_Material for this task:_
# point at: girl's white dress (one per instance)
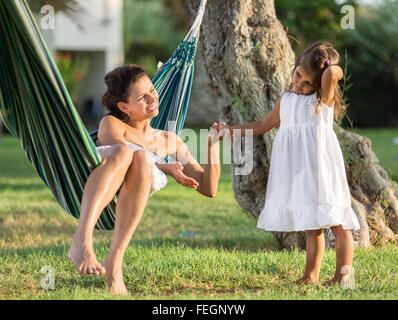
(307, 186)
(159, 179)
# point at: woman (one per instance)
(131, 151)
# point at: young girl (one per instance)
(307, 189)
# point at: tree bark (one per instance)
(249, 61)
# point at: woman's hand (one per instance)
(176, 171)
(224, 132)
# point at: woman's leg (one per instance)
(99, 190)
(344, 254)
(132, 200)
(315, 247)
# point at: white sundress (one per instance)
(159, 179)
(307, 186)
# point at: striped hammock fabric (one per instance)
(36, 108)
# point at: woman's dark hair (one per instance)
(118, 84)
(317, 58)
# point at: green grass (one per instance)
(228, 258)
(381, 139)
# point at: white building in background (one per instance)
(97, 32)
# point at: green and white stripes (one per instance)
(35, 107)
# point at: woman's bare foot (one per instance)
(307, 280)
(83, 257)
(114, 280)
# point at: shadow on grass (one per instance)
(21, 187)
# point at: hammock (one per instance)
(36, 108)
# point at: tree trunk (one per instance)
(249, 60)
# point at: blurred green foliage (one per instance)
(153, 29)
(373, 49)
(74, 68)
(307, 22)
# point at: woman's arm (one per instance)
(208, 177)
(330, 77)
(262, 126)
(111, 131)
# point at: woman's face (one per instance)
(303, 81)
(143, 102)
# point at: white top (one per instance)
(307, 187)
(159, 179)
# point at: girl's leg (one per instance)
(99, 190)
(131, 203)
(344, 254)
(315, 247)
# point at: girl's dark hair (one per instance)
(118, 84)
(315, 59)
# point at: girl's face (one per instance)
(303, 81)
(143, 102)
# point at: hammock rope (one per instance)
(36, 108)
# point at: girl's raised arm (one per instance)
(259, 127)
(330, 77)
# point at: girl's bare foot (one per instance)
(83, 257)
(114, 280)
(343, 280)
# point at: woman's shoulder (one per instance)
(111, 120)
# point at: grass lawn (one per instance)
(186, 246)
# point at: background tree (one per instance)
(249, 60)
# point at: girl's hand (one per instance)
(175, 170)
(225, 132)
(213, 134)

_The exercise:_ Reproduce every entry above verbatim, line for line, omitting the pictures.

_Answer to the problem:_
# point at: girl's white dress (one per instance)
(307, 186)
(159, 179)
# point at: woman (one per instance)
(131, 151)
# point at: young girl (one per instance)
(307, 189)
# point at: tree bark (one per instance)
(249, 61)
# point at: woman's hand (one per instance)
(176, 171)
(224, 132)
# point at: woman's leg (one per instance)
(99, 190)
(344, 254)
(132, 200)
(315, 247)
# point at: white sundress (one per instance)
(159, 179)
(307, 186)
# point at: striped hammock fabric (one per instance)
(36, 108)
# point at: woman's dark hair (one per instance)
(118, 84)
(317, 58)
# point at: green grass (one per instance)
(228, 258)
(381, 139)
# point at: white building in background (one per instance)
(97, 32)
# point at: green and white stripes (one per instance)
(35, 107)
# point at: woman's bare foot (one per instance)
(307, 280)
(83, 257)
(114, 280)
# point at: shadow on grass (one per instance)
(21, 187)
# point at: hammock (one per instance)
(36, 108)
# point at: tree trunk (one per instance)
(249, 60)
# point at: blurred green foliage (one per instance)
(153, 29)
(373, 49)
(74, 68)
(307, 22)
# point at: woman's arm (one per instance)
(208, 177)
(330, 77)
(262, 126)
(111, 131)
# point at: woman's face (one per instance)
(303, 81)
(143, 102)
# point at: white top (one per instance)
(307, 187)
(159, 179)
# point at: girl's leg (one per instance)
(99, 190)
(131, 203)
(344, 254)
(315, 247)
# point at: girl's dark hair (one per instance)
(118, 84)
(315, 59)
# point at: girl's face (one per instance)
(303, 81)
(143, 102)
# point at: hammock rope (one per instance)
(36, 108)
# point at: girl's raised arm (one per instance)
(259, 127)
(330, 77)
# point at: girl's bare foot (one per instance)
(83, 257)
(114, 280)
(343, 280)
# point at: woman's shoulder (one per instance)
(111, 120)
# point at: grass lawn (one per instance)
(186, 246)
# point at: background tree (one per instance)
(249, 60)
# point at: girl's hand (one per instance)
(175, 170)
(225, 132)
(213, 134)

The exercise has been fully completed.